- Coordinate labeling data:
┏━━

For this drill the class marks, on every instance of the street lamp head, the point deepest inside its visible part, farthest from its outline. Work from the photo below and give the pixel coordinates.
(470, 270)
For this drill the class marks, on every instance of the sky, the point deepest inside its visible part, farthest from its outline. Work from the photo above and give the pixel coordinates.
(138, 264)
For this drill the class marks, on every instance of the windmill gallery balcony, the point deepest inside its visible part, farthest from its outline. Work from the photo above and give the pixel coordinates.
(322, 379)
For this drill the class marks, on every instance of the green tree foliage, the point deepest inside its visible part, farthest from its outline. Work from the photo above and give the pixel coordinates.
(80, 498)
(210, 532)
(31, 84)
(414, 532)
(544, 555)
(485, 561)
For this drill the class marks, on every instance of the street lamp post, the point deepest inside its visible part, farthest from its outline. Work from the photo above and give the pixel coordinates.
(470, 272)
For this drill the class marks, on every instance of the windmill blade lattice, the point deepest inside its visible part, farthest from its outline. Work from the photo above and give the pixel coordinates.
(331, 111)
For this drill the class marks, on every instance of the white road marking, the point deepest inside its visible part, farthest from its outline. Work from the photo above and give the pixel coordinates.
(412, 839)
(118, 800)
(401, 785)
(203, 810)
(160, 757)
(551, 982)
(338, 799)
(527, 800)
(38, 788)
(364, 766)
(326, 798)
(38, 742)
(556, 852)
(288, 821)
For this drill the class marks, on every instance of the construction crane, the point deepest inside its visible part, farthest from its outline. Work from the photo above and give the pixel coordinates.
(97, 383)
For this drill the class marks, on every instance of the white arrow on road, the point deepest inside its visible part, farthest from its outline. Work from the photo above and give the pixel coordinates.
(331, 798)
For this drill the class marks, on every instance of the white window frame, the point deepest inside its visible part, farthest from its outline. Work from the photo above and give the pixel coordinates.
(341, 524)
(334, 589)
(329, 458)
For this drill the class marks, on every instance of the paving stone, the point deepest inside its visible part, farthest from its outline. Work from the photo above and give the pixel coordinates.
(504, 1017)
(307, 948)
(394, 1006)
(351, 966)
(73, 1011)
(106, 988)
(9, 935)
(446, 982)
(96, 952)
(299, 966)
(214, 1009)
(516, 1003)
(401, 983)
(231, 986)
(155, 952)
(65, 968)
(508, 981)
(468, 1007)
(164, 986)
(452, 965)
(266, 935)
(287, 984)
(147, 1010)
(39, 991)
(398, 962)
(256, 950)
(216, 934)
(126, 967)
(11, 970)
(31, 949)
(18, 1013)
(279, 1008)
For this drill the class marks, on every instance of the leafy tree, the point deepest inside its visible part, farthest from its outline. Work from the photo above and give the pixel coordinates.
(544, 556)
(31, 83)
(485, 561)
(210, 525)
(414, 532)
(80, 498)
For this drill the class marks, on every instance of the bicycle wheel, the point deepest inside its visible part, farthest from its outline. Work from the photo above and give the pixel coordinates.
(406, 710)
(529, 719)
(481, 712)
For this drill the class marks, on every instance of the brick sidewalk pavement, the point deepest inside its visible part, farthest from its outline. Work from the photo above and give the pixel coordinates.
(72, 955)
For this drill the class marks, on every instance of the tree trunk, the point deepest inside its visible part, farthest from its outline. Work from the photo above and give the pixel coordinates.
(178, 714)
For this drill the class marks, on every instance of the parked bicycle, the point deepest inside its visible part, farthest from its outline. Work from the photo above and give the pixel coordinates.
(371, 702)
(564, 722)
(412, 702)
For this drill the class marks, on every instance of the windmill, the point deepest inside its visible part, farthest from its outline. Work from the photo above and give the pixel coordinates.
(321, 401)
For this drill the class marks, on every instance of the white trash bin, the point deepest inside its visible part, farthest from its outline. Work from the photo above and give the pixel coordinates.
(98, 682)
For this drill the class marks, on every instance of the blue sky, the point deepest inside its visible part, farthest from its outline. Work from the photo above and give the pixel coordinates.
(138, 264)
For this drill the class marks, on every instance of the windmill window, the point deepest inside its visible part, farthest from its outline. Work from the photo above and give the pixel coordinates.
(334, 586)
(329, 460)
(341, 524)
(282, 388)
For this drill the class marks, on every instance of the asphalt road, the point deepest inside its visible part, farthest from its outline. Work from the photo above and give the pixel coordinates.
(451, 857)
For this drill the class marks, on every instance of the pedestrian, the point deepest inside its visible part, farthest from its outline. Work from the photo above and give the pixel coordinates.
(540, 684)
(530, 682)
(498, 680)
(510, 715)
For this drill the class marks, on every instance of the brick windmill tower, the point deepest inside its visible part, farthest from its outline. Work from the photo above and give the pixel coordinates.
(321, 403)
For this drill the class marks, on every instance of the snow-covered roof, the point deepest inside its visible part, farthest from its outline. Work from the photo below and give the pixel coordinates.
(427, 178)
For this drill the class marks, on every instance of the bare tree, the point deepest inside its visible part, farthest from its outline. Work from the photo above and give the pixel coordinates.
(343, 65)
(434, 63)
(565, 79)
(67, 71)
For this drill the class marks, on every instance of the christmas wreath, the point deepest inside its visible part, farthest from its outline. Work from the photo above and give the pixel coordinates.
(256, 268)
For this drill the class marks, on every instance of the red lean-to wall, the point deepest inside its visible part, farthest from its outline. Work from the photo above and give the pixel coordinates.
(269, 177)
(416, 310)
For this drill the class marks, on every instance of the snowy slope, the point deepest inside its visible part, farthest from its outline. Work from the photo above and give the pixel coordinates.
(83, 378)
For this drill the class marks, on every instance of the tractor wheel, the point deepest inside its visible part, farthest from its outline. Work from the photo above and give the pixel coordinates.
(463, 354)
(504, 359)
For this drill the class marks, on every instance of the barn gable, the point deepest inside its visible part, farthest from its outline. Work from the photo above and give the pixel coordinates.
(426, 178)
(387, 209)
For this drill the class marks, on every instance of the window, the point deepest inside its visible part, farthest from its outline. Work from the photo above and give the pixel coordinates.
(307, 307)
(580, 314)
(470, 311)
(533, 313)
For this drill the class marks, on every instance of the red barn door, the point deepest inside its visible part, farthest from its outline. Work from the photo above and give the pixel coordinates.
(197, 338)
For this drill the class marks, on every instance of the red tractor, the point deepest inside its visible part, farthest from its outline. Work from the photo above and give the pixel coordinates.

┗━━

- Set exercise: Write every record out again, unaltered.

- Final result:
For this drill the class marks, on every instance of the street lamp head, the point deepest inside its visible part, farthest from its outline. Work from the photo below and give the pixel coordinates.
(470, 270)
For this drill the class marks, on every instance of the sky, the point deepest inside its visible part, farthest from its outline. Work from the photo above and give the pixel coordinates.
(138, 264)
For this drill the class marks, on every instance of the windmill gallery balcony, the point deepest inside its visible part, farthest from its outline. Work from the photo above and give the pixel coordinates.
(322, 379)
For this drill the class marks, on every instance of the green tree foliage, the point deepest inside its visible part, farthest from its outline. Work from the photo above and give the pixel coordinates.
(80, 498)
(210, 532)
(31, 84)
(414, 532)
(544, 555)
(485, 561)
For this drill the class marks, on every instance of the street lamp post, the point deepest inside its visible part, farthest from its outline. Work from the photo above and give the pixel coordinates.
(470, 272)
For this drill the class marks, on every instance of the windmill blade lattice, the point deepest inside its visible part, farthest from its outline. Work from the photo above and give the pixel coordinates.
(331, 111)
For this drill the class marks, on every instance of the white road marking, the point deepest inside its visible part, farthest from its outline. Work from the photo above and give the pixel coordinates.
(412, 839)
(118, 800)
(401, 785)
(203, 810)
(160, 757)
(551, 982)
(338, 799)
(527, 800)
(38, 788)
(364, 766)
(326, 798)
(38, 742)
(556, 852)
(288, 821)
For this drill the class marks, on every instance of the construction crane, the point deepest inside its visible part, farthest from its outline. Work from the photo above and give the pixel coordinates.
(97, 383)
For this drill the class marks, on every instance of the white arrow on road, the point deepest inside its visible part, farthest from its outline. Work from the photo above and give the pixel coordinates.
(331, 798)
For this drill the class marks, on every instance of the white window frame, the point deepest inside its visible part, farthest from its outline. Work from the photo above and give the pixel coordinates.
(341, 524)
(334, 589)
(329, 458)
For this drill the class marks, on every instance of the paving stone, the point deepest inside its visible part, farthest from its outline. Work from the photo above and give the pixel coordinates.
(504, 1017)
(307, 948)
(394, 1006)
(351, 966)
(73, 1011)
(106, 988)
(9, 935)
(446, 982)
(96, 952)
(299, 966)
(214, 1009)
(516, 1003)
(401, 983)
(231, 986)
(155, 952)
(65, 968)
(508, 981)
(468, 1007)
(164, 986)
(452, 965)
(266, 935)
(287, 984)
(147, 1010)
(39, 991)
(398, 962)
(256, 950)
(216, 934)
(126, 967)
(11, 970)
(31, 949)
(18, 1013)
(279, 1008)
For this drill the class marks, on every instance of the leafy tree, the point deepest inside its visible part, farthest from its outline. Work from the photo above and give the pixel coordinates.
(544, 556)
(31, 83)
(485, 561)
(210, 525)
(414, 532)
(80, 498)
For this drill the class marks, on every instance of the bicycle wheel, the point deepest inside its visible part, farthest from its outline. Work from the photo above and give the pixel coordinates.
(406, 710)
(529, 719)
(481, 712)
For this drill the class marks, on every instance of the brick sidewalk pavement, the point deepest inside its visible part, farthest from its outline. Work from the photo above and give the pixel coordinates.
(72, 955)
For this drill the class marks, on every instance of the tree trunk, the point deepest inside its visible part, farthest from its outline. Work from the photo above and give the pixel coordinates.
(178, 714)
For this drill the class marks, on every instance of the parked bicycle, the point deepest inside its visible part, farthest from its outline. Work from the photo above and give the pixel coordinates.
(371, 702)
(564, 722)
(412, 702)
For this drill the class marks, on every instance of the windmill, the point deepest inside its visible part, farthest from its outline. Work from the photo above and give the pixel coordinates.
(321, 401)
For this drill the class marks, on every instance of the white trash bin, the point deepest inside its visible part, farthest from its outline. Work from the photo above and give the pixel coordinates.
(98, 682)
For this drill the class marks, on every instance of the blue sky, the point deepest inside its visible part, farthest from its outline. Work from the photo above and give the pixel coordinates.
(138, 264)
For this drill the class marks, on every instance of the windmill window, the point deepest inside its visible part, farthest from its outline. Work from the photo above and give the pixel coordinates.
(334, 586)
(329, 460)
(341, 524)
(282, 388)
For this drill the class marks, on every instance of the asphalt road, the point deepest inside its visible part, farthest from its outline. Work from the photo above and give the pixel coordinates.
(451, 857)
For this drill the class marks, on every instance of the pedestrian, the point deepest inside its visible part, farthest from its outline. Work from the photo above and give the pixel coordinates.
(540, 684)
(530, 682)
(498, 680)
(510, 715)
For this drill the class marks, on every instance of the brick windmill tower, the point deepest inside its visible part, farthest from its outline. Work from the photo above and give the pixel coordinates.
(321, 403)
For this drill the class marks, on every instance of the snow-covered roof, the point deepest inside its visible part, farthest from its outline. Work from the photo below and give the pixel coordinates.
(427, 178)
For this drill the class marks, on every instance of the bare tree, the point deepest inside its visible part, farthest from its outline. Work from the photo above and give the pixel coordinates.
(343, 65)
(434, 63)
(565, 79)
(67, 71)
For this drill the class marks, on every instance of the christmas wreath, the point deepest inside its visible part, farthest from its outline. Work from the photo above and give the pixel coordinates.
(256, 268)
For this drill the class marks, on every instance of the red lean-to wall, the point deepest inside its visible part, farthest from its outline. Work from the photo above and give the pixel coordinates.
(269, 177)
(416, 310)
For this drill the class marks, on every instance of the snowy slope, the point deepest inside its visible part, farthest from its outline. Work from the photo above and give the pixel coordinates.
(83, 378)
For this drill the class marks, on every instance of the tractor wheel, the point deepest inside its visible part, farthest from its outline. Work from the photo above and give the pixel coordinates.
(463, 354)
(504, 359)
For this drill the class marks, on every instance of the barn gable, the point deepest inside its visible part, farthest from its outline. Work from the photo above and give the pixel coordinates.
(426, 178)
(387, 209)
For this drill the class marks, on every instance of the window, the point deepest inside its visible part, farthest from its outline. Work from the photo above and give the pixel coordinates.
(307, 307)
(580, 314)
(470, 311)
(533, 313)
For this drill the class marks, on every instance of the red barn door, the point deepest inside its visible part, farthest from its outline. Work from the photo above and give the pixel coordinates.
(197, 338)
For this drill the class marks, on every instance of the red tractor, the point deepest inside its visible part, farthest from its outline. Work from the photo above and give the pixel coordinates.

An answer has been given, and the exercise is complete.